Available data Block Start
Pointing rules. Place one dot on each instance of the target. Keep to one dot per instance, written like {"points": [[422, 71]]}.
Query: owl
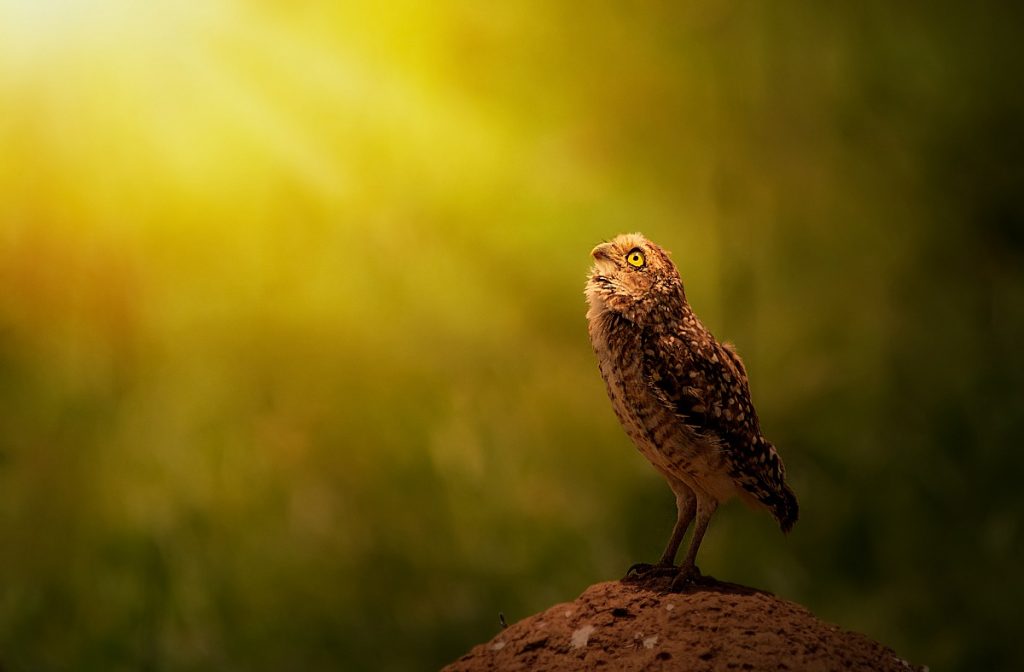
{"points": [[681, 395]]}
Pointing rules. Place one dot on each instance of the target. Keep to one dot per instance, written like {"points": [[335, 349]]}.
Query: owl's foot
{"points": [[686, 576], [642, 571]]}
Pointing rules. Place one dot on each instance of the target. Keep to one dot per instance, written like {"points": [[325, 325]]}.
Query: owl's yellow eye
{"points": [[636, 259]]}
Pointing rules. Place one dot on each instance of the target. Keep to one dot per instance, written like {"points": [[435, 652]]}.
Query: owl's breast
{"points": [[678, 451]]}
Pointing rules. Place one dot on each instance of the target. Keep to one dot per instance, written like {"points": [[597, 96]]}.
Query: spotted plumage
{"points": [[682, 396]]}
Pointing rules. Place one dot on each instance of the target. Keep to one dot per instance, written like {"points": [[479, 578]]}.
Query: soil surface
{"points": [[711, 626]]}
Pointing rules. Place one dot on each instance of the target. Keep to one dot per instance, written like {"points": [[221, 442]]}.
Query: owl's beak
{"points": [[602, 251]]}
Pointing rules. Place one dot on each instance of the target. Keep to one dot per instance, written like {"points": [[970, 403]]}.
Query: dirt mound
{"points": [[714, 626]]}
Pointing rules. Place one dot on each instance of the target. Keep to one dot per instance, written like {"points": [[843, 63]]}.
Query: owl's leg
{"points": [[688, 570], [685, 508]]}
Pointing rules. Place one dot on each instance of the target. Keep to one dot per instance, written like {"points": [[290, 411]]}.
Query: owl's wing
{"points": [[705, 384]]}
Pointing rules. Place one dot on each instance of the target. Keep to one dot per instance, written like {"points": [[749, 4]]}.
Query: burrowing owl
{"points": [[680, 394]]}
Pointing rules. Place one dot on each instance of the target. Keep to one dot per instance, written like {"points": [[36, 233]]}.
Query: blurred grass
{"points": [[293, 364]]}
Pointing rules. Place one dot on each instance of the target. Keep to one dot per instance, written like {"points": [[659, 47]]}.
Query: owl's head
{"points": [[635, 279]]}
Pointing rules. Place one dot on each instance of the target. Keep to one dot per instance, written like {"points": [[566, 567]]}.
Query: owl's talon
{"points": [[685, 577], [646, 570]]}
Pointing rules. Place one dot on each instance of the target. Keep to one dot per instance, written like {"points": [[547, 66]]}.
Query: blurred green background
{"points": [[294, 371]]}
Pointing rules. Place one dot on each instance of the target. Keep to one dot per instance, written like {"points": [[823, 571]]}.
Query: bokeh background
{"points": [[294, 371]]}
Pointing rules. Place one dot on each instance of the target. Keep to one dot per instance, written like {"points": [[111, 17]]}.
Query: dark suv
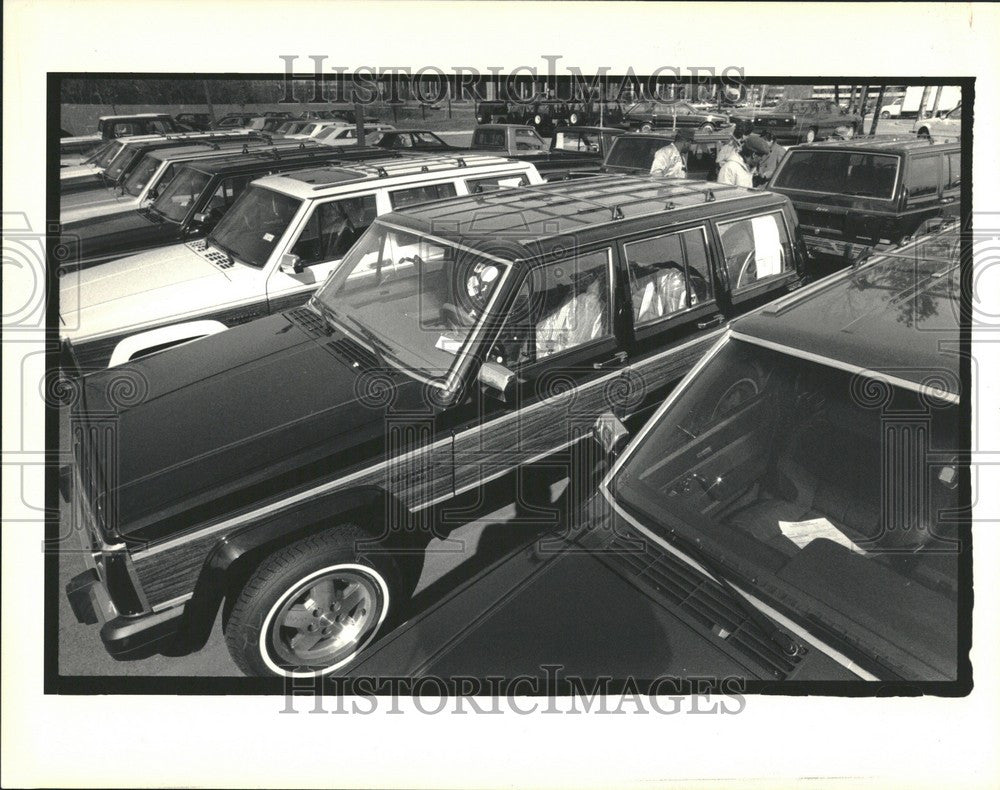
Available data Block End
Your objective.
Retype the records above exactly, pictures omitted.

Answer space.
Pointing rules. Place one dot on each instance of the target. Keep to one dot per instance, written like {"points": [[422, 71]]}.
Query: owl
{"points": [[681, 395]]}
Pointing rules. Place one dot on each instance of the target. Keep to one dot per instance, written like {"points": [[335, 349]]}.
Query: owl's foot
{"points": [[686, 576], [642, 571]]}
Pointing rules. Place one dot on each instance of the target. Keep to one dot per instance, written like {"points": [[325, 325]]}.
Query: owl's yellow eye
{"points": [[636, 259]]}
Pointing rules. Place one dot on each instance of the target. Keep to one dot per instance, written like {"points": [[435, 652]]}.
Query: owl's breast
{"points": [[678, 451]]}
Pointing rules. Place one dot on each instance of the target. Keep to one dot per instance, written like {"points": [[597, 96]]}.
Query: spotted plumage
{"points": [[682, 396]]}
Pointing rules. Place one dot on each instance of the target. Keep to one dot per instance, written like {"points": [[479, 578]]}.
Query: soil surface
{"points": [[711, 626]]}
Pointing rules. Place one dot on each instance of the target. Keep to one dot per instance, written like {"points": [[221, 442]]}.
Query: owl's beak
{"points": [[602, 251]]}
Pointing rules. Place one dot on each instance of the target. Keep to one dot per instance, written like {"points": [[970, 403]]}.
Query: dirt mound
{"points": [[714, 626]]}
Pointing rules. Place one dot on each instance of the target. Keep to one dot per instance, written like {"points": [[843, 63]]}.
Query: owl's leg
{"points": [[688, 570], [685, 508]]}
Pointing rules. Place one dot on each instance of the target. Keep to one dot per instance, written like {"points": [[290, 411]]}.
Query: owl's wing
{"points": [[705, 384]]}
Pointing rules. Place one dot on each instance of the target. Keep to one dot per instance, written like {"points": [[749, 4]]}.
Query: burrowing owl
{"points": [[680, 394]]}
Pointing rules. Place one dot on each instance of the target. Keep to one dot per instance, written like {"points": [[36, 233]]}.
Query: blurred grass
{"points": [[293, 364]]}
Pointing rules. Place one dot on each instance of the target. Keep to one dot per instance, written like {"points": [[659, 47]]}.
Query: owl's head
{"points": [[635, 279]]}
Pointing rules. Place one dot on each instance of the target. Keep to one dot per instance, written like {"points": [[566, 567]]}.
Query: owl's talon
{"points": [[685, 577], [646, 570]]}
Pointing rules. Place one dot on each instance of the target. Keep to one dot per instance, written like {"points": [[547, 66]]}.
Query: blurred green background
{"points": [[294, 371]]}
Pointing rules. Place one dot on each instance of the target. Keep to one dot per instance, written like {"points": [[823, 571]]}.
Query: bokeh background
{"points": [[294, 371]]}
Pointing rules. Place one dot on each instance of the target. Keep to one dot per instance, written like {"points": [[111, 17]]}.
Query: dark suv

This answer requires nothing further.